» Records supplied
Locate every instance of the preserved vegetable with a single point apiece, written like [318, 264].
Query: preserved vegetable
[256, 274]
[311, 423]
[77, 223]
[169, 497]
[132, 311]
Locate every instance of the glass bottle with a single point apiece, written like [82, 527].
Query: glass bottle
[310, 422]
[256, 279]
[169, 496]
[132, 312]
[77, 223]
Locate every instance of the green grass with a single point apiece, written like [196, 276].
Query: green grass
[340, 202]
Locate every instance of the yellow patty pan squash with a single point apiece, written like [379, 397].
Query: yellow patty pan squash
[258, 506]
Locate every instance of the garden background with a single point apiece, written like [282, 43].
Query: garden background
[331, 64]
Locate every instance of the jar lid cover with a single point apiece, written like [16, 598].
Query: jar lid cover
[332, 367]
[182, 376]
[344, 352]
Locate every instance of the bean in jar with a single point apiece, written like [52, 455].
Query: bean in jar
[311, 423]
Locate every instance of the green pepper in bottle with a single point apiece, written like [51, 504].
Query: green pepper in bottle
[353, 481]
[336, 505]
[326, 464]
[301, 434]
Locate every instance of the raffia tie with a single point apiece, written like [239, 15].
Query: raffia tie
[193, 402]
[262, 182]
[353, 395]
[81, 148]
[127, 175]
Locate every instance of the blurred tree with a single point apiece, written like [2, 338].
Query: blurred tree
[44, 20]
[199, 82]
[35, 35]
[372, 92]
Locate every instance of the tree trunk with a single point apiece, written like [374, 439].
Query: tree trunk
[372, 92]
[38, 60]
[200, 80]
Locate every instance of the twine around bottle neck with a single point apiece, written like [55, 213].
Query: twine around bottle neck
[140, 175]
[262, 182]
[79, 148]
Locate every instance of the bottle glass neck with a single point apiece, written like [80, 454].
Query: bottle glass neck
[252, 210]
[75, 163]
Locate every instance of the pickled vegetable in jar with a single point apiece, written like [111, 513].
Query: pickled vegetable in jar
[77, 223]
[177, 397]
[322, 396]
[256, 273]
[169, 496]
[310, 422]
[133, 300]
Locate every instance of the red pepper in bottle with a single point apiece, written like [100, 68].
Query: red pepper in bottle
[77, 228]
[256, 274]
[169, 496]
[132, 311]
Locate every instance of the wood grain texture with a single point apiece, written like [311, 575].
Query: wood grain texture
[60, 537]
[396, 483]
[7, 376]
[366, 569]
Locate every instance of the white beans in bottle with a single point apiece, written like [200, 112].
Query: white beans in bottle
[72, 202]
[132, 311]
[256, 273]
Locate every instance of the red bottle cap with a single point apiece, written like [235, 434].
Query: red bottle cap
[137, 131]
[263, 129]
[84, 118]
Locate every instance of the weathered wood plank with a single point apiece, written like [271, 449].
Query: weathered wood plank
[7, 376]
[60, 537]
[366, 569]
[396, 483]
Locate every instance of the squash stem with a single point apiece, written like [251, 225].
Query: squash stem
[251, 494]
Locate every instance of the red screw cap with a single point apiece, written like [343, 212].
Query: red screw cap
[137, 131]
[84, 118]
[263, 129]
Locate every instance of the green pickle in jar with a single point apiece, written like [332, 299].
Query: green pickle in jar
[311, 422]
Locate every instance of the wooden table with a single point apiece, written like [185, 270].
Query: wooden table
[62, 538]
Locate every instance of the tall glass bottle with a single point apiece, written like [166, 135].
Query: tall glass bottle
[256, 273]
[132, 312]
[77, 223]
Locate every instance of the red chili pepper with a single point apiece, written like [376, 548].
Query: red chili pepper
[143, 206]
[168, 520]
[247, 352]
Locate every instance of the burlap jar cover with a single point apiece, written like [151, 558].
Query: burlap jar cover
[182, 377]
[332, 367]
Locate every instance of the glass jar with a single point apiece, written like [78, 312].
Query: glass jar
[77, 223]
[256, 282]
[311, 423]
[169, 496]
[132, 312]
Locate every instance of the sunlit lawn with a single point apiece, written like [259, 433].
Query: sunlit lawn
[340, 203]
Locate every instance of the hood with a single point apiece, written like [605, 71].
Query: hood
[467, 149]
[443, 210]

...

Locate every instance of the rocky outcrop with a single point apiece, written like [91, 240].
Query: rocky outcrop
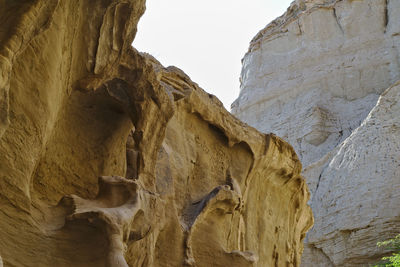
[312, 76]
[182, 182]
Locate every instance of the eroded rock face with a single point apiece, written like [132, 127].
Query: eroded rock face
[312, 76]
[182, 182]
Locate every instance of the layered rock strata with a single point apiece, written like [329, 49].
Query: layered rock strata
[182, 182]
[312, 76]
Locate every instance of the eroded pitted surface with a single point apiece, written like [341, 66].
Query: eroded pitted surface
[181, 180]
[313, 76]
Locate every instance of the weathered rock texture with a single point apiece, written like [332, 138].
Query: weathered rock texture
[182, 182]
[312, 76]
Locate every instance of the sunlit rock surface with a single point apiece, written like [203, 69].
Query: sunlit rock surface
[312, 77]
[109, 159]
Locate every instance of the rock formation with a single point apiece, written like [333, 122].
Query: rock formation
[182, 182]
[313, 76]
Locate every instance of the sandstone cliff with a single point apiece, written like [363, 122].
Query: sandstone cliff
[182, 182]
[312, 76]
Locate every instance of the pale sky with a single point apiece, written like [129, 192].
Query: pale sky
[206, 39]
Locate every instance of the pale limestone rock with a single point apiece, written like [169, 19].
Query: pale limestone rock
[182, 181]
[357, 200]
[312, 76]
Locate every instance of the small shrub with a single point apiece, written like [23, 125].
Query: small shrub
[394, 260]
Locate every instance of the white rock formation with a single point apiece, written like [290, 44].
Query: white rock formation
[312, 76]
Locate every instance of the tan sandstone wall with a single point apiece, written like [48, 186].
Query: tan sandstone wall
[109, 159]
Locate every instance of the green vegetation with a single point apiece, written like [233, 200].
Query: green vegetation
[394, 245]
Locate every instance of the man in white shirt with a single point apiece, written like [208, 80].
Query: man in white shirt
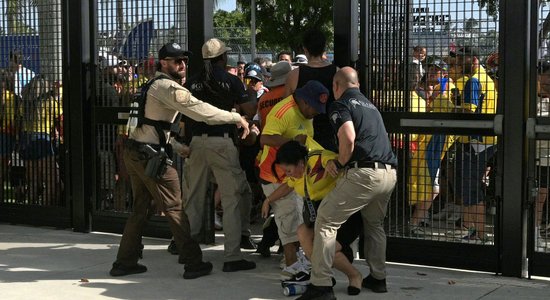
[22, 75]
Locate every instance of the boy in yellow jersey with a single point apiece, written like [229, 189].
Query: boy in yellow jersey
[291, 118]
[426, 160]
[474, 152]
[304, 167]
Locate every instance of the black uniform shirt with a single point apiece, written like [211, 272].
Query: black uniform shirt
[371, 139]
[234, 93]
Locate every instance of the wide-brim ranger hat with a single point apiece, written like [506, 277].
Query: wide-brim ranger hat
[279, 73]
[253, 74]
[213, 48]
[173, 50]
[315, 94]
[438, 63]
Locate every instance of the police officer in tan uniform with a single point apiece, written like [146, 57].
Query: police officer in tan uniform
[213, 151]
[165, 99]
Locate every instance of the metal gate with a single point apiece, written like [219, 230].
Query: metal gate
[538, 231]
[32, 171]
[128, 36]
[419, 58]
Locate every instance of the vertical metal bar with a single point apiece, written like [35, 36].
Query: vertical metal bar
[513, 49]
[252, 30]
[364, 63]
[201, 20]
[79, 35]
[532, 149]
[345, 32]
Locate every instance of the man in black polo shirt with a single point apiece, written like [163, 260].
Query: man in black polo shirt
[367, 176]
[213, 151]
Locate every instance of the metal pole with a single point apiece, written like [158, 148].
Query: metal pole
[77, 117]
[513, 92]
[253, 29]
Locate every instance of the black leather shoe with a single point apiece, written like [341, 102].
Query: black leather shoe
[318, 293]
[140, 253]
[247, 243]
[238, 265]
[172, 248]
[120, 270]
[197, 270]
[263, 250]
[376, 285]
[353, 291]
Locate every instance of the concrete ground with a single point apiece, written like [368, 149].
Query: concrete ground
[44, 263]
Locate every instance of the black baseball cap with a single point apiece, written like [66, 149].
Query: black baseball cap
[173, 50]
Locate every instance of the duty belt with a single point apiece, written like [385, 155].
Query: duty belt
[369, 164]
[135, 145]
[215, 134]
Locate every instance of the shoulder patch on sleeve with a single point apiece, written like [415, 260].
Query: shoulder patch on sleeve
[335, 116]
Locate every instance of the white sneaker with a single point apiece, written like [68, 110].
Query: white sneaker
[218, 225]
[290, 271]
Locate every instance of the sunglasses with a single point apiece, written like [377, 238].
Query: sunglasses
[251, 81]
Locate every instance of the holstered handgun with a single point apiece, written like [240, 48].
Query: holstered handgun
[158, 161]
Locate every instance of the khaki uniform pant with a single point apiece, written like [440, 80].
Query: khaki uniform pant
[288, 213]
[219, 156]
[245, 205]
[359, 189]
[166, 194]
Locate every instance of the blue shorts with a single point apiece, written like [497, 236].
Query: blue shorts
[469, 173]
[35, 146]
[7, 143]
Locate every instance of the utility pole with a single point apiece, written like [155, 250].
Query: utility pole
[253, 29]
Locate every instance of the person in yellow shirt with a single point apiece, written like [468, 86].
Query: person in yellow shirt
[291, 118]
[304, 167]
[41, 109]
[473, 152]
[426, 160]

» Work to be completed
List each line of the records above that contains the word "sleeve". Case counts.

» Correct output
Locate every instance of the shoulder patch on sleeve with a single point apiece, written like [415, 260].
Query: shoulder patch on sleeve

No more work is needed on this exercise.